(Brief) Copy word for word everything in the listing below from the line containing "Note: pick out each instance of the leaf blade" down through the final line, and copy nothing before it.

(Dataset rows)
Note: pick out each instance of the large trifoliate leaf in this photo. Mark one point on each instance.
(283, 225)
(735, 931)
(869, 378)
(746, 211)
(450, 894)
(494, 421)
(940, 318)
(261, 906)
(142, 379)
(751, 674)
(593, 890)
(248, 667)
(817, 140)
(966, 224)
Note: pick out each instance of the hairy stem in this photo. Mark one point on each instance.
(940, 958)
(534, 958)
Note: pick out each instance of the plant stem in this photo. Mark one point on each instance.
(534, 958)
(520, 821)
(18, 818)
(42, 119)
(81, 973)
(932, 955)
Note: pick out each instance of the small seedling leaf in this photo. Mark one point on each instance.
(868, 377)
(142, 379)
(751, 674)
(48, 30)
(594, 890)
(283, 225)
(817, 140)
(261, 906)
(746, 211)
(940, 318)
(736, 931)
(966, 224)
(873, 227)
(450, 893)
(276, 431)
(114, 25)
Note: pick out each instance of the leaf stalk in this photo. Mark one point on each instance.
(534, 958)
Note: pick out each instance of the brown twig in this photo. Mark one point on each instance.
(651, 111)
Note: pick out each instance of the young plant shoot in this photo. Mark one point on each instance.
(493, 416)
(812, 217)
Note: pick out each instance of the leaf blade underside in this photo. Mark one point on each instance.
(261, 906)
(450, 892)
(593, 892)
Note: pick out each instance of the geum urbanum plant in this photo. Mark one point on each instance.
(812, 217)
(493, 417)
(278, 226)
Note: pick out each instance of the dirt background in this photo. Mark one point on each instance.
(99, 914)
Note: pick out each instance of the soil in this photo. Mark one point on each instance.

(Exercise response)
Note: pick out each instance of the leaf blade underside in this photo. Mark one point on each instance.
(261, 906)
(450, 892)
(593, 892)
Note: pick out each instance of the geum urbanum plant in this photo. Mark one point on each instance.
(812, 217)
(493, 417)
(278, 226)
Note: pick out each instance of the dirt background in this photo. Mark one point on each instance.
(99, 914)
Note: pick out each instance of the soil in this photo. Mark one point on each instance.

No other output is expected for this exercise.